Supplied entries
_ _ _ _
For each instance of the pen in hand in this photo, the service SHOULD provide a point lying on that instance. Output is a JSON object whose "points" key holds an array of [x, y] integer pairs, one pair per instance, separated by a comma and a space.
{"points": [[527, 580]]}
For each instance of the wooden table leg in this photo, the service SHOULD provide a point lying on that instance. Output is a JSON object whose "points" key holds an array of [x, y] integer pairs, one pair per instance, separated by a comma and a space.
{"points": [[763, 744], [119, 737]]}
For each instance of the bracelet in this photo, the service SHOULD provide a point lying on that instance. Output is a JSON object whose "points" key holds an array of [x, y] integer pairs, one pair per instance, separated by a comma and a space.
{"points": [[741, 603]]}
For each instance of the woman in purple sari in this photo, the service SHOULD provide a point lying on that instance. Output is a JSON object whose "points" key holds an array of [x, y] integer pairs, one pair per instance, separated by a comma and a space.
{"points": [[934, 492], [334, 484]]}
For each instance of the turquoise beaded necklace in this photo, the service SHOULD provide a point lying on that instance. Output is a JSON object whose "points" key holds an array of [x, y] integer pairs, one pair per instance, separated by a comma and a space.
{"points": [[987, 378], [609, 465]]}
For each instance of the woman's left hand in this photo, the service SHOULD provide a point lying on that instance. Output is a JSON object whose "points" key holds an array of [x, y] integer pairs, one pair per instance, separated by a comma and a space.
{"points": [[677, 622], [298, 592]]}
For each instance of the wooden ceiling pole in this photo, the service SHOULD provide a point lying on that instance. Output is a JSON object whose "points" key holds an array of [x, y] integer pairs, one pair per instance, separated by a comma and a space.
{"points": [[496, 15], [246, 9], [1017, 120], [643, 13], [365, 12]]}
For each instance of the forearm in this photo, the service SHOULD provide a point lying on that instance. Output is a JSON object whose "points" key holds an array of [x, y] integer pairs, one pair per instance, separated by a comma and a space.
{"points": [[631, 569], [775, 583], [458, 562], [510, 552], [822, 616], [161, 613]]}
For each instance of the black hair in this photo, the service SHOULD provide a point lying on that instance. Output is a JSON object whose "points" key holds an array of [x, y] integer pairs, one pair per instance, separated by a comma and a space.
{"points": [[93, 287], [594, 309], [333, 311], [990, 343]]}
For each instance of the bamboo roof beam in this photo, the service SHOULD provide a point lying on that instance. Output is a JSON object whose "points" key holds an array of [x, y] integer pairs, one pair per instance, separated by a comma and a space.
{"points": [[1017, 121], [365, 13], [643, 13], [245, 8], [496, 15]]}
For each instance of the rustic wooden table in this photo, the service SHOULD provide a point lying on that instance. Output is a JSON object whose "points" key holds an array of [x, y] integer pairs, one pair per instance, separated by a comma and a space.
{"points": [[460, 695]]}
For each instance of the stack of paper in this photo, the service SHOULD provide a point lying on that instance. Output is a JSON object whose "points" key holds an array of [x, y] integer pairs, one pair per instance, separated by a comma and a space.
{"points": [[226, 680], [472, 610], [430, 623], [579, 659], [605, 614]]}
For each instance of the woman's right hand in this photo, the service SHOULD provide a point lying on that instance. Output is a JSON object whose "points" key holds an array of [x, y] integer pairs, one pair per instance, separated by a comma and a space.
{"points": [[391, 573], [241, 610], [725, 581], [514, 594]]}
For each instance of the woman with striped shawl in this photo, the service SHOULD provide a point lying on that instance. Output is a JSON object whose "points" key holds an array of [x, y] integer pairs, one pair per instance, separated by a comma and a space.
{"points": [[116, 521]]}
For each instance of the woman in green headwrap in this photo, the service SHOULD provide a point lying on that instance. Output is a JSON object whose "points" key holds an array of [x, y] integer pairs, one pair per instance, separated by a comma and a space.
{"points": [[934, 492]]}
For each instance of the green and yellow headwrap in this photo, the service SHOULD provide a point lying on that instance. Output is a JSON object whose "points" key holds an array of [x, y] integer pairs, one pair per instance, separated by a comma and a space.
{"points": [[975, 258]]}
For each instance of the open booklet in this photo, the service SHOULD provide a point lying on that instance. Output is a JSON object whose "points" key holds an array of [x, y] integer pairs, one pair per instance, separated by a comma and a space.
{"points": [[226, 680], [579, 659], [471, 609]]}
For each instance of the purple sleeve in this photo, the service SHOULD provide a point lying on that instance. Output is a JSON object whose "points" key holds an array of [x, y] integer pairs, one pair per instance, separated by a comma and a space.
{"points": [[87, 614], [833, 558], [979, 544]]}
_ _ _ _
Goal of the exercise
Extract the complete listing verbatim.

Written reply
For each instance of the pen in hand in this photo, the service SHOULD provide a point lying on that instance. Output is a JSON object whose "points" key holds an array of [x, y] integer pairs, one pair per instance, separated by a comma and a space.
{"points": [[527, 580]]}
For each instance of the wooden table leg in this photo, the service SHOULD provide a point lying on that instance. Output is a JSON object whose "points" key holds an array of [x, y] integer pairs, one pair per instance, separated by a comma and a space.
{"points": [[763, 744], [119, 737]]}
For each instance of the bracelet in this photo, the service SHOULD provide a point lying on that instance. Output is a JSON object whose "points" key holds an array of [x, y] integer pairs, one pair per instance, separated by a comma and a space.
{"points": [[741, 603]]}
For each instance of the woman in purple sari in this photo, the service SHOULD provide a point lying on that instance. Output is a JSON object whose "points" key holds an array of [x, y] integer pairs, one pair per instance, separated by a comma and a space.
{"points": [[934, 492], [334, 484]]}
For each instance of the turquoise beaded necklace in this photo, the service SHOULD provide a point lying on that instance. Output is a JSON object whose "points" key holds an array of [x, y] integer pairs, one pair per instance, separated by a comma and a space.
{"points": [[987, 378], [609, 465]]}
For each instance of the woman's left hand in this photo, the service SHOULD provide a point lying on that instance. Output is a JSON object whose "points" key holds an array of [x, y] integer pairs, one pair per instance, separated by a comma and a space.
{"points": [[677, 622], [298, 592]]}
For each instance of the wooden ceiling pole in this photo, the service SHOULD provide a point lying on that instance. Output is a JSON object whose "points" key holds an array of [x, y] integer pairs, one pair per instance, separated by a comma and a space.
{"points": [[496, 15], [246, 9], [1017, 120], [643, 13], [365, 12]]}
For each instance of the forearm in this photo, the service SHOULD provide a point lying on that instance. Output is a JSON object whose "points" key holds an array of [x, y] integer pairs, one pair per instance, separated by a comma and a space.
{"points": [[631, 569], [775, 583], [458, 562], [510, 552], [822, 616], [161, 613]]}
For each instance of the black hair in this photo, the service SHOULD provide a point lying on that instance. Output is a JSON object whose "points" key holds an array of [x, y] integer pairs, one pair per instance, separated by a comma and a space.
{"points": [[93, 287], [594, 309], [333, 311], [990, 343]]}
For each instance of the bamboo roof beam in this photo, the service SHOULD provide a point lying on that instance. Output is a JSON object whose "points" key holds an array of [x, y] integer pairs, one pair per instance, separated by a comma and a space.
{"points": [[1017, 121], [365, 13], [643, 13], [245, 8], [496, 15]]}
For each instance of the rustic wooden table in this photo, the service SHOULD provide a point lying on that instance. Output is a JSON object whose "points" key holds an array of [x, y] integer pairs, one pair per instance, separated by a comma and a space.
{"points": [[460, 695]]}
For each instance of the stack of paper in this photo, the service SHOULD provide a point lying on that instance. Output is a JSON object whose "points" key holds an array of [x, y] integer pairs, one pair per instance, separated by a comma and a space.
{"points": [[226, 680], [472, 610], [430, 623], [579, 659], [605, 614]]}
For each instance of the woman's right hand in this photo, the service SHOULD provide a point lying on that instance. Output is a JSON object whose "points" key holds an array of [x, y] integer pairs, one pair per instance, separated by a comma and a space.
{"points": [[391, 573], [241, 610], [725, 581], [514, 594]]}
For each instance of the woman with striped shawl in this photo, the service SHOULD provide a point lying on that instance. Output is a JSON object whose "points" key holds an array of [x, y] integer pairs, one pair per instance, separated by a comma and a space.
{"points": [[116, 521]]}
For each instance of the woman in green headwrap in this photo, the service SHOULD provide a point lying on that instance. Output is a JSON object whose "points" key holds an array of [x, y] integer pairs, one pair per instance, separated by a comma and a space.
{"points": [[934, 492]]}
For each instance of the green and yellow headwrap in this photo, the service SHOULD provide a point lying on that instance. Output is a JSON object whose "points" key holds an array of [x, y] integer pairs, one pair per instance, separated by a comma and a space.
{"points": [[975, 258]]}
For each instance of the open booklet in this photo, the service SHOULD provide a point lying on that instance. Output is a JSON object whose "points" key holds an array of [x, y] integer pairs, one pair per instance, separated by a comma and a space.
{"points": [[226, 680], [579, 659], [471, 609]]}
For each instance of the purple sleeve in this photo, the service SHOULD provide a point lying on that instance. Output is a JSON object whose "points" key holds an array of [x, y] integer pairs, one pair per instance, separated by a comma and a space.
{"points": [[87, 614], [833, 558], [979, 544]]}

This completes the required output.